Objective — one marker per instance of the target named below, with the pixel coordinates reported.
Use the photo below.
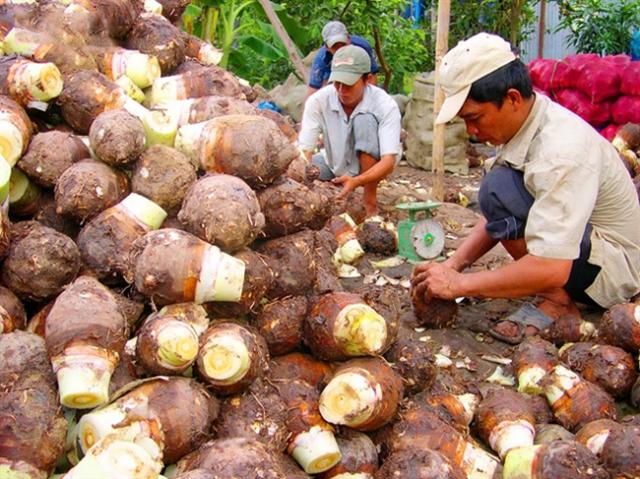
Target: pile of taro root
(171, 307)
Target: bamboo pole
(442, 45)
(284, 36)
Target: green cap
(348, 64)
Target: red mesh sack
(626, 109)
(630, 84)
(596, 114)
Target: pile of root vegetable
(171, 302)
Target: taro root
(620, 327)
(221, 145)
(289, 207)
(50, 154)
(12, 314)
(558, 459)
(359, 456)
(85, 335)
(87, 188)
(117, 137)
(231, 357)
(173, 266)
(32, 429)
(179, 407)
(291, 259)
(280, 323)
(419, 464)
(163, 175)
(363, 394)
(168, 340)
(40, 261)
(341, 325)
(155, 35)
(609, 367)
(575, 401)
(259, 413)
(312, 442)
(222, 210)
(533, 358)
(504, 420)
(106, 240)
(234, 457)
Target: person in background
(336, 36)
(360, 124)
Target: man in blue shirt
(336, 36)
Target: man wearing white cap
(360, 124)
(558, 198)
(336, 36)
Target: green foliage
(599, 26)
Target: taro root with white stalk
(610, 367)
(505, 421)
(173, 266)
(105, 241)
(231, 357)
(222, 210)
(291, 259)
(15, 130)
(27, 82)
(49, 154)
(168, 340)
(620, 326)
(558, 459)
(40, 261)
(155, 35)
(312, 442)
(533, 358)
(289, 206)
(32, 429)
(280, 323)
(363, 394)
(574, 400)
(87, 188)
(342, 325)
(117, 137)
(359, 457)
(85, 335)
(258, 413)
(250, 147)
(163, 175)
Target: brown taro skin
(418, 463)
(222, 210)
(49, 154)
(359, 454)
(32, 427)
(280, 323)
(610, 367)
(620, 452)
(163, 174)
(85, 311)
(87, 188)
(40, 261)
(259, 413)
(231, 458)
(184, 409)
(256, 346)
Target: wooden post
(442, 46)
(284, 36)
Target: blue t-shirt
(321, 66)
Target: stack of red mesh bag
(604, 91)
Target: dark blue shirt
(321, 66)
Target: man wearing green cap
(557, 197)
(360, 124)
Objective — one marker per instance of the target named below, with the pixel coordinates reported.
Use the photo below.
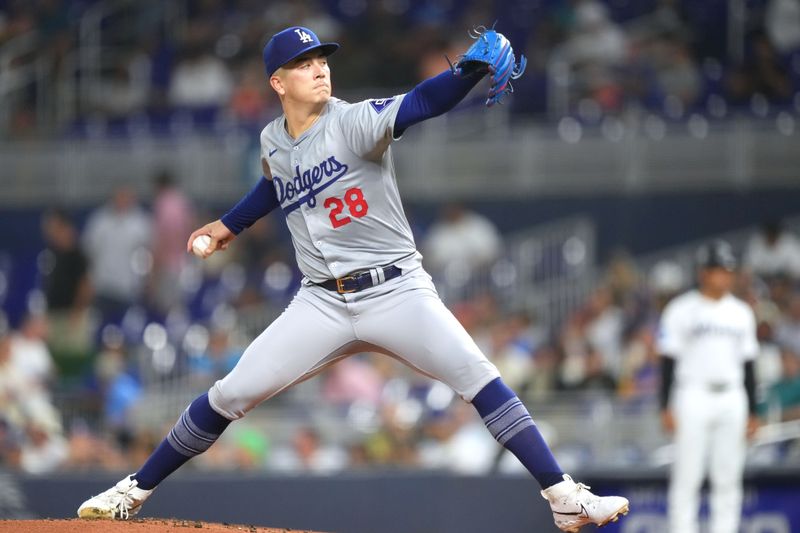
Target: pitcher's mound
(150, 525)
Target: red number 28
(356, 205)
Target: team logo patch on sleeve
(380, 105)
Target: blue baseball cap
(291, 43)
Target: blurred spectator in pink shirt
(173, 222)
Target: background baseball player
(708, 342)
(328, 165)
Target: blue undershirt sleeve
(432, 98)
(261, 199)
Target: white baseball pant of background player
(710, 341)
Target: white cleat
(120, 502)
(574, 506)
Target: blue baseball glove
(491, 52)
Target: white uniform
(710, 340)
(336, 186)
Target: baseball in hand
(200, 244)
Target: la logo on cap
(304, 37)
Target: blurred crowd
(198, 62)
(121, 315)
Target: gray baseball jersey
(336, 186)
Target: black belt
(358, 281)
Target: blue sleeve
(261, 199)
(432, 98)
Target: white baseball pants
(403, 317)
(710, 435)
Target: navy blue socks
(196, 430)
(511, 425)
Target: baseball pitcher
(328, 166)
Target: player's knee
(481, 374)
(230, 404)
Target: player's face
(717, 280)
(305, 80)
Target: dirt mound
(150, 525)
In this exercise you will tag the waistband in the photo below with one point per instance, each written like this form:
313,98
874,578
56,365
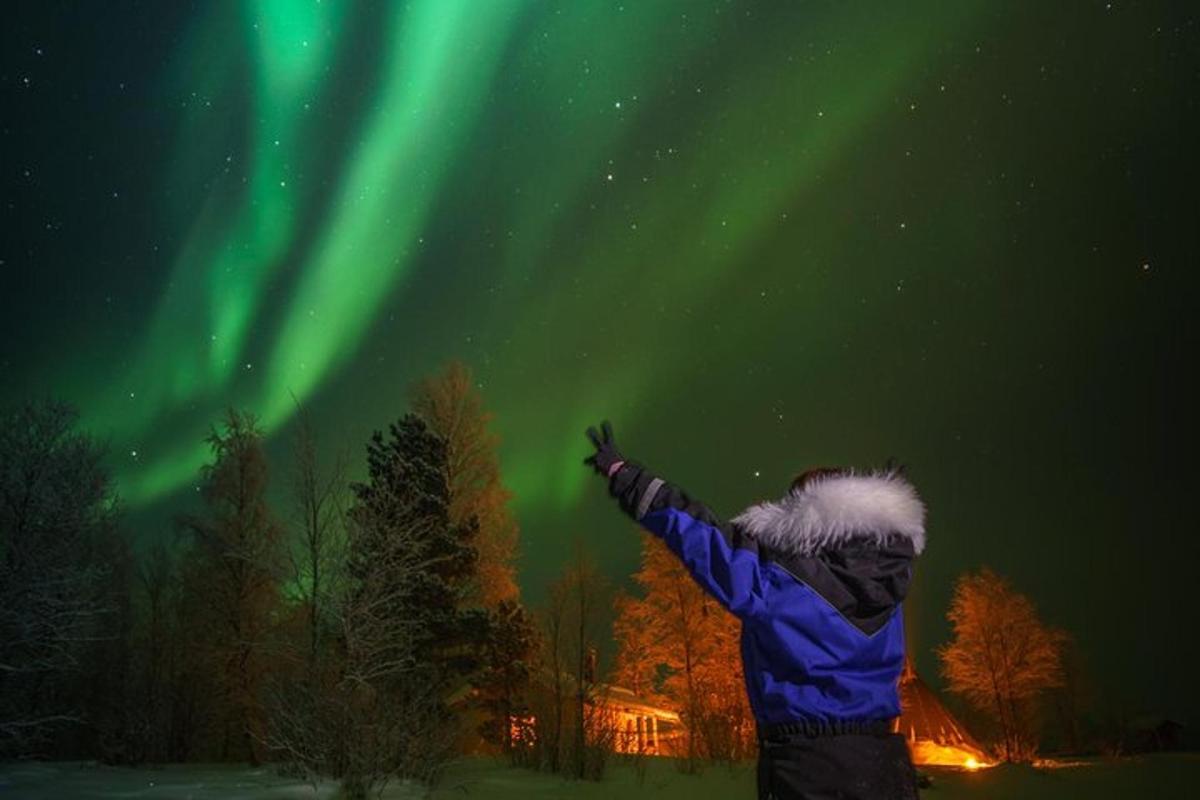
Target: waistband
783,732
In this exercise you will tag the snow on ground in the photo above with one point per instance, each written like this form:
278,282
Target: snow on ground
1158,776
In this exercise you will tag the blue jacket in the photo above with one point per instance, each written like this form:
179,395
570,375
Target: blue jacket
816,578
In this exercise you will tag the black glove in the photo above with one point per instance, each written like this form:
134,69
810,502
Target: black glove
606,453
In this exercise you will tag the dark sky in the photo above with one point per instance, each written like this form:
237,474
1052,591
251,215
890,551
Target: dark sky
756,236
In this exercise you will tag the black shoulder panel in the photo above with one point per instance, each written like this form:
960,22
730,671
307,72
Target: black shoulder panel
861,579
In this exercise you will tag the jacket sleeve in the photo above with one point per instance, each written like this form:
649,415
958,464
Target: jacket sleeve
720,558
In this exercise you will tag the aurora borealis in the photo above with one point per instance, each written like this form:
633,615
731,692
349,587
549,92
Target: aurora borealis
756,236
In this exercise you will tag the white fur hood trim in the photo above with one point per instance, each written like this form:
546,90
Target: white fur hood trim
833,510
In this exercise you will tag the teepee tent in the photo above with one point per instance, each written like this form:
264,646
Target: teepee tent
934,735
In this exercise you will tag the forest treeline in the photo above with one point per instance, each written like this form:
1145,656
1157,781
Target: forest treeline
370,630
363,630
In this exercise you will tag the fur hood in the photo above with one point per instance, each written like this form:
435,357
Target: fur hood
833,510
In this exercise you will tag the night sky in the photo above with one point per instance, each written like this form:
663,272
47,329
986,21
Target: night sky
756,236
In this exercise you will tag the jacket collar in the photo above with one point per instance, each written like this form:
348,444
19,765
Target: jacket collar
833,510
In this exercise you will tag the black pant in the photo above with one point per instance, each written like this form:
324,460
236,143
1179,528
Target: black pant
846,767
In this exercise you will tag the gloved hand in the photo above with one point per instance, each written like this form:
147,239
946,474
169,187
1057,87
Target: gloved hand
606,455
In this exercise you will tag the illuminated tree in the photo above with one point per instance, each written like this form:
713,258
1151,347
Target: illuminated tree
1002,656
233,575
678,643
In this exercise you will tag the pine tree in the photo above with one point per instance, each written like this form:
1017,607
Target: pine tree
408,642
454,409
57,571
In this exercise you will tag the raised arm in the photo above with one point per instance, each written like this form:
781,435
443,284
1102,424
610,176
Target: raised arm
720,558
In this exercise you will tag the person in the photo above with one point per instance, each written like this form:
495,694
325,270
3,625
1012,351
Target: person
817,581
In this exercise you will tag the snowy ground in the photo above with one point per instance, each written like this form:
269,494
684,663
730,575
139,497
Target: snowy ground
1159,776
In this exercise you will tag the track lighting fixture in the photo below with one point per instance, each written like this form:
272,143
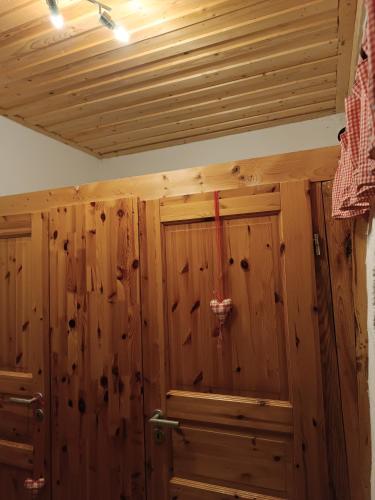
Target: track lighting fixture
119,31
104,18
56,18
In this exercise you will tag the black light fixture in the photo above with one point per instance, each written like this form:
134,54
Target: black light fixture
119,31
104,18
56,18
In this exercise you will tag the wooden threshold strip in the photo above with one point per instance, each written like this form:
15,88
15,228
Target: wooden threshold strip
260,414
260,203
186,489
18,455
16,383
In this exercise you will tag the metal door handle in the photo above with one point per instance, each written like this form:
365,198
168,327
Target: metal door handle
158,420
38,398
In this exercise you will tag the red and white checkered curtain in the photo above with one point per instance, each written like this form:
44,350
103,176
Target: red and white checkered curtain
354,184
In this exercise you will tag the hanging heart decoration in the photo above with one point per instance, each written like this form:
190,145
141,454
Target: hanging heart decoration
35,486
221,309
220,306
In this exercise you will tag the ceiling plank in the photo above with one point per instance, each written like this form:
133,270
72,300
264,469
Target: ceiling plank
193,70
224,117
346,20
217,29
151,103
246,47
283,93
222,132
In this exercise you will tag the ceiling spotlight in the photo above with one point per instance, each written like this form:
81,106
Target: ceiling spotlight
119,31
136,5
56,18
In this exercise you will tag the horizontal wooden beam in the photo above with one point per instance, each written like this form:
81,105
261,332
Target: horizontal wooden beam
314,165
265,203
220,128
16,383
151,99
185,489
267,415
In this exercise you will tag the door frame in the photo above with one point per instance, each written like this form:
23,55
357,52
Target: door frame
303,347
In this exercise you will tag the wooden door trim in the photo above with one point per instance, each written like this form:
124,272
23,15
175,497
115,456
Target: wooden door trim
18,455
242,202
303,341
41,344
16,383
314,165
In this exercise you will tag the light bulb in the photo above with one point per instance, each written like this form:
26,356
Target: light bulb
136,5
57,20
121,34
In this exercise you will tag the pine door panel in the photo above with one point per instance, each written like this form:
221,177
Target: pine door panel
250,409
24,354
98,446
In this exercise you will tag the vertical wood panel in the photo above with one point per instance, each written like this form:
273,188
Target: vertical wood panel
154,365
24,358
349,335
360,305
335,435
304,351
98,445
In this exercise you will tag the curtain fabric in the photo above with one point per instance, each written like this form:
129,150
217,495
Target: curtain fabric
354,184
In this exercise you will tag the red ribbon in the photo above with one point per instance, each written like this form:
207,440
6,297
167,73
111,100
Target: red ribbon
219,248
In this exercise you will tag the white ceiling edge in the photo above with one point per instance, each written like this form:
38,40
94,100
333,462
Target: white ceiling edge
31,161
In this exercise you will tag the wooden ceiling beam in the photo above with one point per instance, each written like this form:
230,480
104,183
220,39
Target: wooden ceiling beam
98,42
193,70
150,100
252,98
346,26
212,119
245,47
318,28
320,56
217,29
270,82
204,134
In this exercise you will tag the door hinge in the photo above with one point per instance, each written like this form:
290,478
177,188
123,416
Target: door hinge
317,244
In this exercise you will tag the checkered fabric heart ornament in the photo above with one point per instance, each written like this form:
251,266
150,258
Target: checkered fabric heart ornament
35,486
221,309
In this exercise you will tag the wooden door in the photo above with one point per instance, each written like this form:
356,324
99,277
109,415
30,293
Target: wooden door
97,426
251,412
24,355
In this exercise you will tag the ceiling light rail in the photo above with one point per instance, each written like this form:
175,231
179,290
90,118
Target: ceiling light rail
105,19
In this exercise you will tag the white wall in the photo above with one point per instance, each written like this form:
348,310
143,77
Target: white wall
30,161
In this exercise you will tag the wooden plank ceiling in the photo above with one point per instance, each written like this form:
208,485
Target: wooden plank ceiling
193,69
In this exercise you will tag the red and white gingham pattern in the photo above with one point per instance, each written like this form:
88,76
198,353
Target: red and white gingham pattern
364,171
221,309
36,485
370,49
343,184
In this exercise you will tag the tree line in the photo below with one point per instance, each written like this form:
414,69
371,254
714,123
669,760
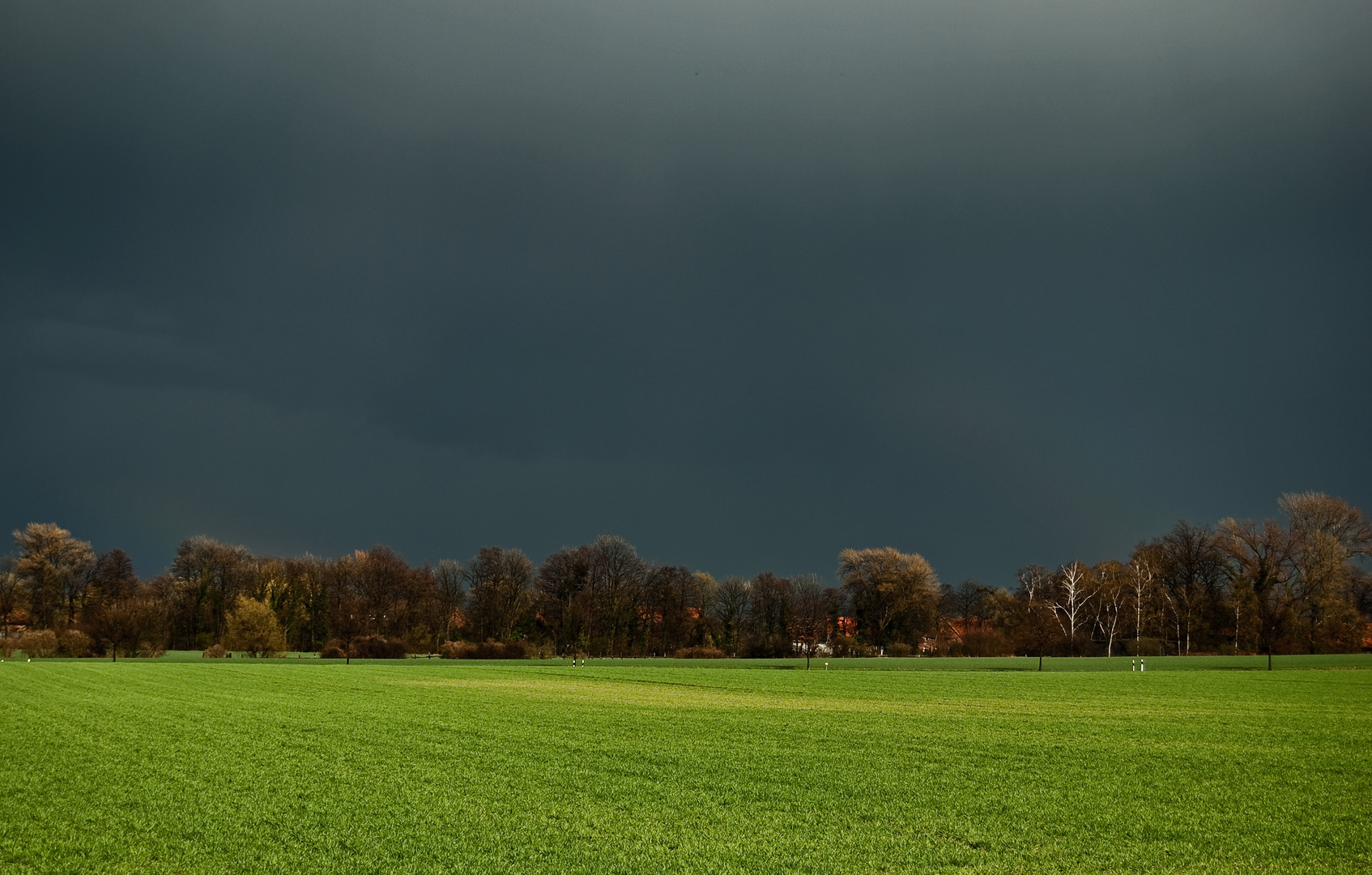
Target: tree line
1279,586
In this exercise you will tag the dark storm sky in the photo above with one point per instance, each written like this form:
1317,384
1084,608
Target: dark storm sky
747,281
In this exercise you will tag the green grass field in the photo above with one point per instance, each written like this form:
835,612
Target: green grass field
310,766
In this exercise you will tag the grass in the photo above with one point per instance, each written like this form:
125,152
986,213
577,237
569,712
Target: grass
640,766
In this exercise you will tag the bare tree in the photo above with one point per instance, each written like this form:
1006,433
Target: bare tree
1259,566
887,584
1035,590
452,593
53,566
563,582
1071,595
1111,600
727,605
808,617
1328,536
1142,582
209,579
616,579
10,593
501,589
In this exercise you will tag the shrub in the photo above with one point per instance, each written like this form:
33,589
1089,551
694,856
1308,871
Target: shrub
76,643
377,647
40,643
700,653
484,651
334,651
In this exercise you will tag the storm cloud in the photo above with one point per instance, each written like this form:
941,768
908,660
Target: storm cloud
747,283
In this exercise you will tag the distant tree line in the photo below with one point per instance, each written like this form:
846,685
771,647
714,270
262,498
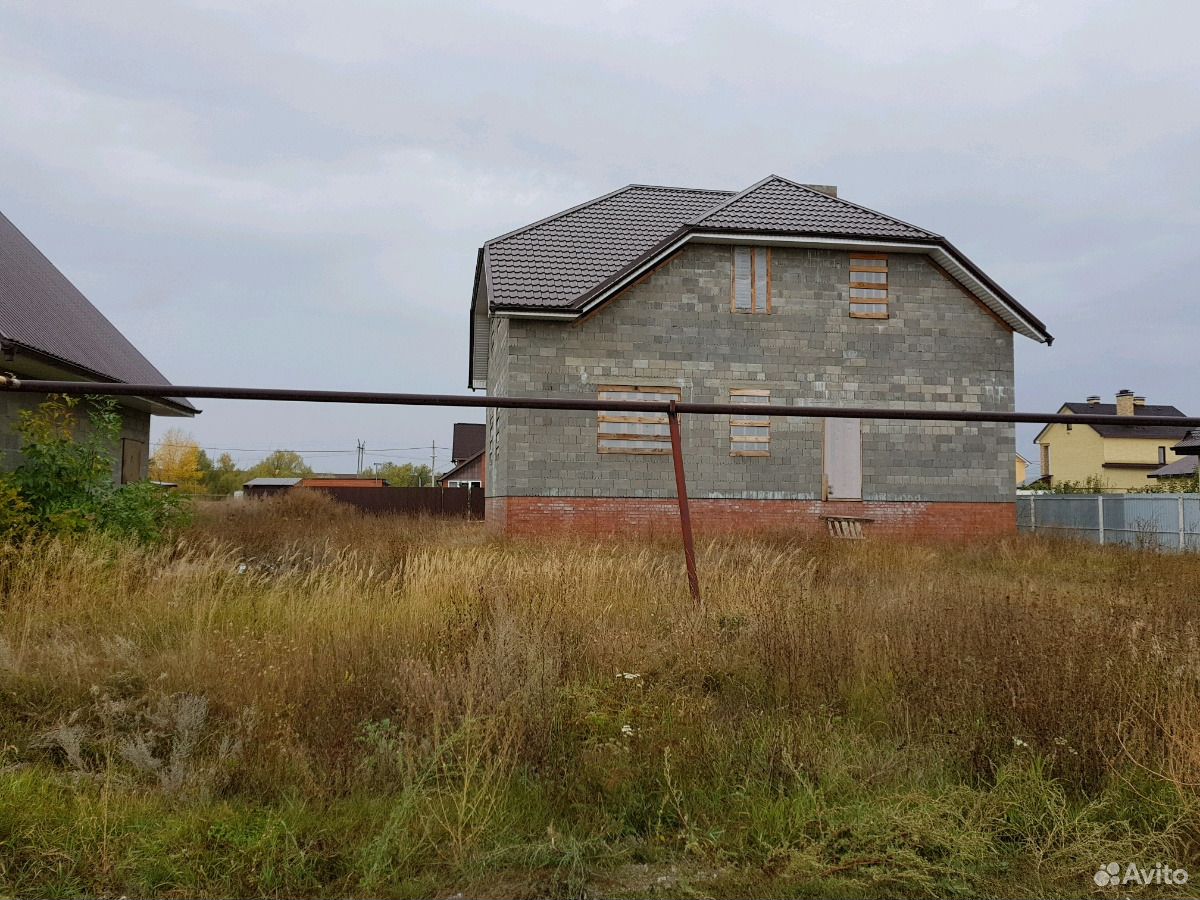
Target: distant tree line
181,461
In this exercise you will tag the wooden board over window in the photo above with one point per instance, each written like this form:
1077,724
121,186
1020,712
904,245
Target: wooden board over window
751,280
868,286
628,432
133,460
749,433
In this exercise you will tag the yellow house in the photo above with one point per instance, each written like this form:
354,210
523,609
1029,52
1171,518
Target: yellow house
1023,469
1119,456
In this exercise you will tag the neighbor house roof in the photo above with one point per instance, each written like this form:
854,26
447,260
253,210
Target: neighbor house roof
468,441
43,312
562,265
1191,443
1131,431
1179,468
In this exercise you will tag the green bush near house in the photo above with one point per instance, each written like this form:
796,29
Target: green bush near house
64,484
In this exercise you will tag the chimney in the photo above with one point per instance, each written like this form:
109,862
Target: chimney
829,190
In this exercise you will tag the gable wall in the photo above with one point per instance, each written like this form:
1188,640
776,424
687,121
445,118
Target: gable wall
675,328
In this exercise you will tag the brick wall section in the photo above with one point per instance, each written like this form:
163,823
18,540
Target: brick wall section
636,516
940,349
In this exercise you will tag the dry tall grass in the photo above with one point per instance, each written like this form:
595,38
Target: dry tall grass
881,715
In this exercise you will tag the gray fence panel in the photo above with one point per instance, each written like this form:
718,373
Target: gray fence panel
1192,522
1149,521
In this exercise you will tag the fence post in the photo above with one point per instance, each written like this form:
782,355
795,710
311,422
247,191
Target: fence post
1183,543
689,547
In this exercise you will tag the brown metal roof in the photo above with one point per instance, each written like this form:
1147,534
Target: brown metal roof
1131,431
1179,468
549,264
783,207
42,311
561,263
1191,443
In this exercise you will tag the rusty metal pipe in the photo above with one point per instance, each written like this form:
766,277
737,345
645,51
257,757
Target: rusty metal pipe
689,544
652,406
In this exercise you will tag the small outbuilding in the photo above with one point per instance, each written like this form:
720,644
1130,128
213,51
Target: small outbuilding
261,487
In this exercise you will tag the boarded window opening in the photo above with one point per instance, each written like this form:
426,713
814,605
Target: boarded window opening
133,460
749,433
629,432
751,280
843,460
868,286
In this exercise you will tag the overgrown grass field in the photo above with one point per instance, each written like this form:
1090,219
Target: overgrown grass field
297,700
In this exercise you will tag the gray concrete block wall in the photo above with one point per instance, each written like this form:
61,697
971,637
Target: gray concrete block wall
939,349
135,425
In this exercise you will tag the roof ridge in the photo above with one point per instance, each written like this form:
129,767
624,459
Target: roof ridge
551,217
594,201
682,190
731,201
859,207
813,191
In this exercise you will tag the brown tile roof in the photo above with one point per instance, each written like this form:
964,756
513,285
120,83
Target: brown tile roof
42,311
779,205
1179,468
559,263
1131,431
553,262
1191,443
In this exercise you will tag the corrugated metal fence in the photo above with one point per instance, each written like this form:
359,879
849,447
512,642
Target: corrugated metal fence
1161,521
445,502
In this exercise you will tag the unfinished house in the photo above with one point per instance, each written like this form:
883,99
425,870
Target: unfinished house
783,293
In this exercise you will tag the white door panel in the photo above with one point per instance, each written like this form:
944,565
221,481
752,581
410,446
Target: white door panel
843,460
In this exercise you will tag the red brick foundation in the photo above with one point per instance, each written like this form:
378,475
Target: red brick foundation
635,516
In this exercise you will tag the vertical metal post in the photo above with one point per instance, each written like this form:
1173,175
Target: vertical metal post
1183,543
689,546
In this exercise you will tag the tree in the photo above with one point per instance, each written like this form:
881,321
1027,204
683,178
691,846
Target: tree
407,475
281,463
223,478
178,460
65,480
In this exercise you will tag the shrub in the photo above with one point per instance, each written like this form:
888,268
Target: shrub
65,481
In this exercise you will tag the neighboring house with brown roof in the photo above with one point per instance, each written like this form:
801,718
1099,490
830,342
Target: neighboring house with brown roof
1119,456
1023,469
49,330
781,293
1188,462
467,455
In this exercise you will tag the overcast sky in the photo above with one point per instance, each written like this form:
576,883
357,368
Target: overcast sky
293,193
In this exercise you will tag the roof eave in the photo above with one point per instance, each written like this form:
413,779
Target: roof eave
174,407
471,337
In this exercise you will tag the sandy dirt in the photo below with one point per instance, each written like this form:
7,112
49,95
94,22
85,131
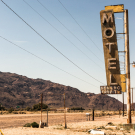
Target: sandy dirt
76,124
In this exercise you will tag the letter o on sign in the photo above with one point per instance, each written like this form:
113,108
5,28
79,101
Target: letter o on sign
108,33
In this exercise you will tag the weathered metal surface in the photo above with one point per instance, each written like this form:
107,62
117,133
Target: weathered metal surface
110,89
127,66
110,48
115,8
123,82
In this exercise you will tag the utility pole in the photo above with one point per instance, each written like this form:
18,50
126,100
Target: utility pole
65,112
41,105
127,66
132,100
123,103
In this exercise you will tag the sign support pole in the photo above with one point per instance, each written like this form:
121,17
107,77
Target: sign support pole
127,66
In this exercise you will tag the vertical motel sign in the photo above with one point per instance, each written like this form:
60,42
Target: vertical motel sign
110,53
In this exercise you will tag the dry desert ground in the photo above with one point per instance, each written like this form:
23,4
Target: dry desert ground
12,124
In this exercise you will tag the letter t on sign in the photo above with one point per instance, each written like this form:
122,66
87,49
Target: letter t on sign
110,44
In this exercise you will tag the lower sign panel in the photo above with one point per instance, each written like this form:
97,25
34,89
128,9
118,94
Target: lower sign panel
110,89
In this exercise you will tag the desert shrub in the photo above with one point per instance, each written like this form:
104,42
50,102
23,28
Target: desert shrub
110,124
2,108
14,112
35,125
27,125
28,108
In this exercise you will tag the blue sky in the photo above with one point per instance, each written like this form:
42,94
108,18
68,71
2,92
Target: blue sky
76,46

▬▬▬▬▬▬▬▬▬▬

Return only the part of the records above that opens with the line containing "Target: letter t on sign" and closes with the line containing "In this exercise you will tag the desert", ends included.

Target: letter t on sign
110,44
In this exercise you will tag the lower sign panel in the photo above with one point per instance, each written like this form:
97,25
34,89
128,9
118,94
Target: lower sign panel
110,89
In this exercise you will tag the desert shrub in the photo above with one point per instance, each written like this form:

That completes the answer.